Provided text:
----
Xpeng Inc (NYSE: XPEV ) reported Q4 earnings results yesterday.

The company reported a Q4 loss per share of 76 RMB, compared to the loss per share of 53 RMB in the year-ago quarter. Revenue in the fourth quarter came in at 8.56 billion yuan, topping the consensus estimates of 8.12 billion yuan. Net loss in the period totaled 1.29 billion yuan.

The Chinese electric vehicle maker reported 41,751 vehicle deliveries in Q4, above the consensus projection of 40,922.

The gross margin stood at 12% in the period, slightly below the analyst expectations of 12.6%.

For the first quarter, Xpeng (NYSE: XPEV ) expects revenue in the range of 7.2 billion yuan to 7.3 billion yuan, missing the consensus estimates of 7.59 billion yuan. The company expects vehicle deliveries in the range of 33,500 to 34,000 units, short of the 38,310 consensus.

Fueled by our strong vehicle models on the market, planned new launches based on new platforms, and technology leadership, we are confident in our continued growth trajectory and structural improvement of gross margin.
----
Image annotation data

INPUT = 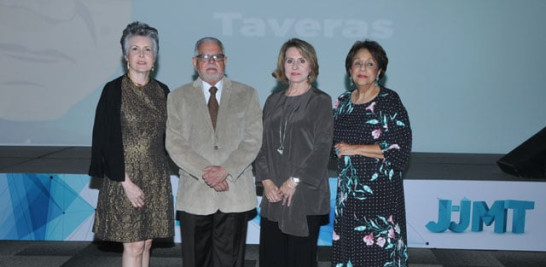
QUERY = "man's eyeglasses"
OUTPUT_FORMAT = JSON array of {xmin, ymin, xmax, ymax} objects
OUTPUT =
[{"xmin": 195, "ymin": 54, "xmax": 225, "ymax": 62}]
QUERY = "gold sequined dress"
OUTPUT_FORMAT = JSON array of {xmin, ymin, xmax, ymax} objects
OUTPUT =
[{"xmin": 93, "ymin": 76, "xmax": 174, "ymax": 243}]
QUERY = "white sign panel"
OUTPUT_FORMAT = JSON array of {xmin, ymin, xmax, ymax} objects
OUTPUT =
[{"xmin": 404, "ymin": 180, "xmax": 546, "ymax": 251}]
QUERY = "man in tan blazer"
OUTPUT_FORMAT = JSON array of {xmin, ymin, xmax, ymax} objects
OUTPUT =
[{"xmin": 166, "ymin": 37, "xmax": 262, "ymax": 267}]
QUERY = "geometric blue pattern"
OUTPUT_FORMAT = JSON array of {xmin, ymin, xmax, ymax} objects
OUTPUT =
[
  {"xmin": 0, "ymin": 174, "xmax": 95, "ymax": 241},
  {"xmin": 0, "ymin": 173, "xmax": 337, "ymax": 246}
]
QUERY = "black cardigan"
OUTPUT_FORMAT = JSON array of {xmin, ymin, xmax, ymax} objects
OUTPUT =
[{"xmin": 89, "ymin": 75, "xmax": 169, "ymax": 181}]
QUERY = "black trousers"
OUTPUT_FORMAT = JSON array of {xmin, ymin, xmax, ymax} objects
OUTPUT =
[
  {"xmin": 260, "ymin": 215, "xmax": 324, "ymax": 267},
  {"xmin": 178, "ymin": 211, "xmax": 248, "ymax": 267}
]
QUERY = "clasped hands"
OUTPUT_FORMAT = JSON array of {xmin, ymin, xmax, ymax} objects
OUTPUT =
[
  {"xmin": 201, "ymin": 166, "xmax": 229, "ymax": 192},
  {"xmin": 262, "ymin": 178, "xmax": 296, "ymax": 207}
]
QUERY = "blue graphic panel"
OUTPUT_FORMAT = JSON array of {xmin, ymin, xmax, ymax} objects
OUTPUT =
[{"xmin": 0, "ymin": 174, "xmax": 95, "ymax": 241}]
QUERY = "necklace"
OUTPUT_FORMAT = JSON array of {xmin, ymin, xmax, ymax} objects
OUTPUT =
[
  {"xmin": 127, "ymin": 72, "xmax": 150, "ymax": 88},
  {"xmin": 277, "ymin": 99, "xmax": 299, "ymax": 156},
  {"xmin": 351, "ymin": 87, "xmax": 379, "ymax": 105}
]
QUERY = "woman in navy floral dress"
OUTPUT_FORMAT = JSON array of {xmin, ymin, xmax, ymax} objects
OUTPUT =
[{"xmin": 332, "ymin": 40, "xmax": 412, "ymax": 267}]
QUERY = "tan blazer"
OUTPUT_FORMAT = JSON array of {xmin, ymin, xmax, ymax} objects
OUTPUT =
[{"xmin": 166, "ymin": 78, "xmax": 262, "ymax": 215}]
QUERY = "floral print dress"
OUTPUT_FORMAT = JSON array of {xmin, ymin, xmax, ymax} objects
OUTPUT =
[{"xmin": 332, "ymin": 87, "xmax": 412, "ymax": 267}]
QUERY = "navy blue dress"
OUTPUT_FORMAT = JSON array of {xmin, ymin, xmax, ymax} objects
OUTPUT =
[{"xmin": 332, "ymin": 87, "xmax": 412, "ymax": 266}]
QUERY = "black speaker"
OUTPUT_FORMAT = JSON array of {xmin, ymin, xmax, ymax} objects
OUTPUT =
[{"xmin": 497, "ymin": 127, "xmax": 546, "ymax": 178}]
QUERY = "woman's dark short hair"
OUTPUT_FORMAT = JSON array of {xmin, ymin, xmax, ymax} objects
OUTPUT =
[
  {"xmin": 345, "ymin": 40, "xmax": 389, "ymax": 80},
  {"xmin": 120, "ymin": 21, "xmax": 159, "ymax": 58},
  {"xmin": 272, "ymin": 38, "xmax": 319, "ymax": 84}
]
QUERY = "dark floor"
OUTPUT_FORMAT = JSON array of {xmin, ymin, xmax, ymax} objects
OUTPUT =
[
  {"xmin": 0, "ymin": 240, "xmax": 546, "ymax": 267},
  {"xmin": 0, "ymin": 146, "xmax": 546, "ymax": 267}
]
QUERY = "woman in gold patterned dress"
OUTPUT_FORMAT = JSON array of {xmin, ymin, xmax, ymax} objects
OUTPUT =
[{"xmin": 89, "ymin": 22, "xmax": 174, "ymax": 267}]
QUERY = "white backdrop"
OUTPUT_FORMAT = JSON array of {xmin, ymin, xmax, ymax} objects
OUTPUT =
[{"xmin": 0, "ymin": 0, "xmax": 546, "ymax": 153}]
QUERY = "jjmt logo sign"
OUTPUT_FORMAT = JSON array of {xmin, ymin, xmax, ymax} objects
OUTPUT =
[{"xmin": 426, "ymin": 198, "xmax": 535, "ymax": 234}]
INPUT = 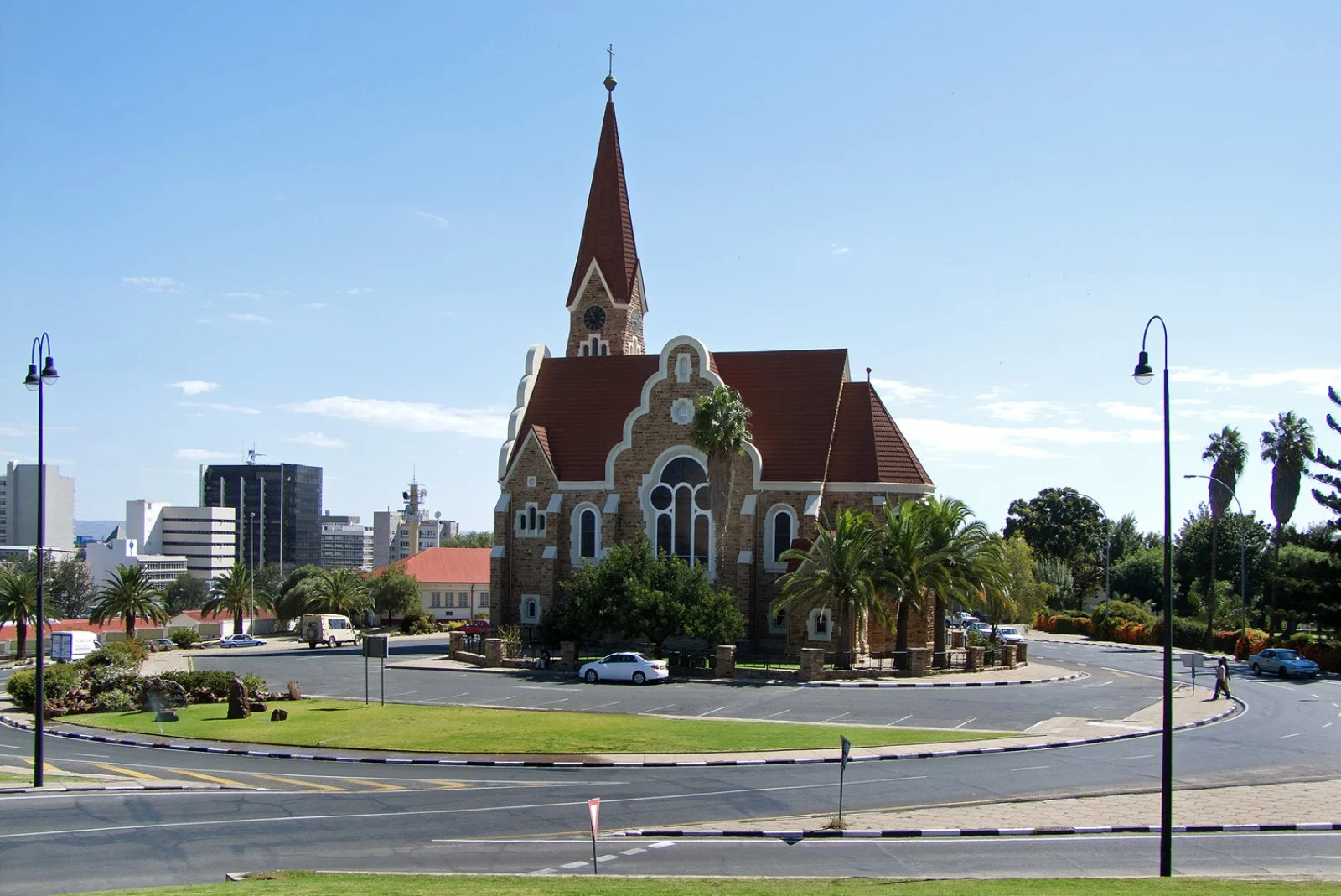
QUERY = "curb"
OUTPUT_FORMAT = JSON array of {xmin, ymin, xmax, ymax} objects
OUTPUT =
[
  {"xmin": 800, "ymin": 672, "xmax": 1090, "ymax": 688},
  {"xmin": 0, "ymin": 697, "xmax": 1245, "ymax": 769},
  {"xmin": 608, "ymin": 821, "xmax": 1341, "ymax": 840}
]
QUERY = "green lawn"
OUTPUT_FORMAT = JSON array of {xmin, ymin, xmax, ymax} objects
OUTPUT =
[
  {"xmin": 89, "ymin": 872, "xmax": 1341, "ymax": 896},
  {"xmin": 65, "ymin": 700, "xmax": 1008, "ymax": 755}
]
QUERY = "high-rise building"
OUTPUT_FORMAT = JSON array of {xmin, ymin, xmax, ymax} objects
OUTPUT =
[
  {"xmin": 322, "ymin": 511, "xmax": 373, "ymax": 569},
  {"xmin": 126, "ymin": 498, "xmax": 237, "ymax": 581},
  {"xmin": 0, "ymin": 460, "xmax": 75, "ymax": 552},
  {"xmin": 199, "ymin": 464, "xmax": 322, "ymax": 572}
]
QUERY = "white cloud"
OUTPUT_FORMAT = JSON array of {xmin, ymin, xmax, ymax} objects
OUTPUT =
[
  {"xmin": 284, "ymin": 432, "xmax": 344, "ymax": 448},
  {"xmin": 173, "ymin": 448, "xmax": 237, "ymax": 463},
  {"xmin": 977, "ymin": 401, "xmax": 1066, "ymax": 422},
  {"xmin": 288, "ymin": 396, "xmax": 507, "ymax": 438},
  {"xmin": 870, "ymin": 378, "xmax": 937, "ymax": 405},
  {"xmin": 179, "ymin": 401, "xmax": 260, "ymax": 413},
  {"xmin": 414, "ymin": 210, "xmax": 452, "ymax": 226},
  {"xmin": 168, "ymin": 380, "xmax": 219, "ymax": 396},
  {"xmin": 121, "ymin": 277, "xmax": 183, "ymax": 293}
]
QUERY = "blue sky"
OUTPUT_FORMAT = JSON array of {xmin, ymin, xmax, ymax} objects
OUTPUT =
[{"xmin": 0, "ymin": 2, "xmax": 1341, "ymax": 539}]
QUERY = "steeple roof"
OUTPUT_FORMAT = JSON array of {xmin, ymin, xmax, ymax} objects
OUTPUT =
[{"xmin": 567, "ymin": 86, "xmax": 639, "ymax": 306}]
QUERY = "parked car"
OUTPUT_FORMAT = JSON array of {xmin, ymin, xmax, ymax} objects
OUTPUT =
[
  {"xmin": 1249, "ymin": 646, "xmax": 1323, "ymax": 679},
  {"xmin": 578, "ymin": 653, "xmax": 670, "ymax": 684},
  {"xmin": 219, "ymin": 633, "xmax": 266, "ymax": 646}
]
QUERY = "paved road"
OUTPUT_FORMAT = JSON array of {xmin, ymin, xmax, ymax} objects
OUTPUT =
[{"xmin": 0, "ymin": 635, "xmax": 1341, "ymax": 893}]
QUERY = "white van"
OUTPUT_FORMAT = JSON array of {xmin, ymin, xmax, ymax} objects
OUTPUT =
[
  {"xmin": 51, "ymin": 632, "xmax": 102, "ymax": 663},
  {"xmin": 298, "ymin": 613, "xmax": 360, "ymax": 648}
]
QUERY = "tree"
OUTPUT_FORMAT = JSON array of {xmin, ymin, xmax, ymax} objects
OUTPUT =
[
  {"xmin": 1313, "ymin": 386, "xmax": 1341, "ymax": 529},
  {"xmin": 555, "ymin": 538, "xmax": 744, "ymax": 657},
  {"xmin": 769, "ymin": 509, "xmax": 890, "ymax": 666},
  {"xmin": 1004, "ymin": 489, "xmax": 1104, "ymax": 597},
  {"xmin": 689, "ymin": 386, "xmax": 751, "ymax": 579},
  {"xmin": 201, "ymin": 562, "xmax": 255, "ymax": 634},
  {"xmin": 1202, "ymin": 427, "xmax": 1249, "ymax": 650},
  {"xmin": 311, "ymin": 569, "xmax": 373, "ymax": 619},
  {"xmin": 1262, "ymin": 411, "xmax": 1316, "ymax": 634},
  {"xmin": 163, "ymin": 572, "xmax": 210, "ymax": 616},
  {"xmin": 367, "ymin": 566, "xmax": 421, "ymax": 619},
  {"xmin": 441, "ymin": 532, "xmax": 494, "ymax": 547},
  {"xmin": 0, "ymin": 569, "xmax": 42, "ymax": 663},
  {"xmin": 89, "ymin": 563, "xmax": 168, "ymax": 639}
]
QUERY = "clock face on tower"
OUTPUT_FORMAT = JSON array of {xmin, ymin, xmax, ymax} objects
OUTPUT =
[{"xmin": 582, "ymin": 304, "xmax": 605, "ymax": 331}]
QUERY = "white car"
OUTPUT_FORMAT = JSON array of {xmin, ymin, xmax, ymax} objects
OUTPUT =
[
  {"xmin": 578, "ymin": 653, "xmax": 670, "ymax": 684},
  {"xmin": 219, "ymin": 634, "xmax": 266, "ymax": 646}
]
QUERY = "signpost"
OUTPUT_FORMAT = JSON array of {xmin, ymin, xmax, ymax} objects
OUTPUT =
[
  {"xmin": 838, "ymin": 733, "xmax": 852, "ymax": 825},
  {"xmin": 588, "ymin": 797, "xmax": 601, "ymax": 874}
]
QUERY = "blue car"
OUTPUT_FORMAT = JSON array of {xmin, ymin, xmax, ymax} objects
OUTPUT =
----
The request:
Write the next part of the piece on Xpeng's fourth-quarter earnings, starting after its final sentence.

Exercise answer:
Three Wall Street analysts have reflected on the company and XPEV shares following earnings.

JPMorgan (NYSE: JPM )'s Nick Lai (Overweight, $42):"XPeng's 4Q21 result today was a mixed bag where GPM missed on weaker sales mix but OP/ bottom line beat thanks to lower-than-expected opex. Managements tone on the analyst call was cautiously optimistic considering the company's recent price hikes (to mitigate input cost increase) and new model launches this year. We believe XPeng's stock performance will be stronger in 2H22 as we project margin to expand from 1H22 while sales volume also benefits from easing supply constraint, new capacity and new model."

Citis Jeff Chung (Buy, $92): "Our positive view towards its business outlook is based on: 1) our expectation that the company will gain market share in the BEV sector, given its superior NEDC range compared with peers, its leading autonomous driving technology and its quicker product launch pace (enabled by its two flexible EV platforms and a two-pronged manufacturing approach); 2) expectation of a sharp volume growth translating to greater economies of scale; and 3) all this along with battery cost reduction materially driving up margins. The company should also benefit from China's newly-launched NEV subsidy."

BofAs Ming Hsun Lee (Buy, $50 down from $61): "Considering price hike, we lower 2022E sales by 2% and lower target EV/sales to 5.5x (was 6.6x, in line with XPengs historical average). Our new PO is USD50/HKD194 (was USD61/HKD236). We reiterate Buy on XPeng given its robust model pipeline and leading capability in AD to win share in China EV industry."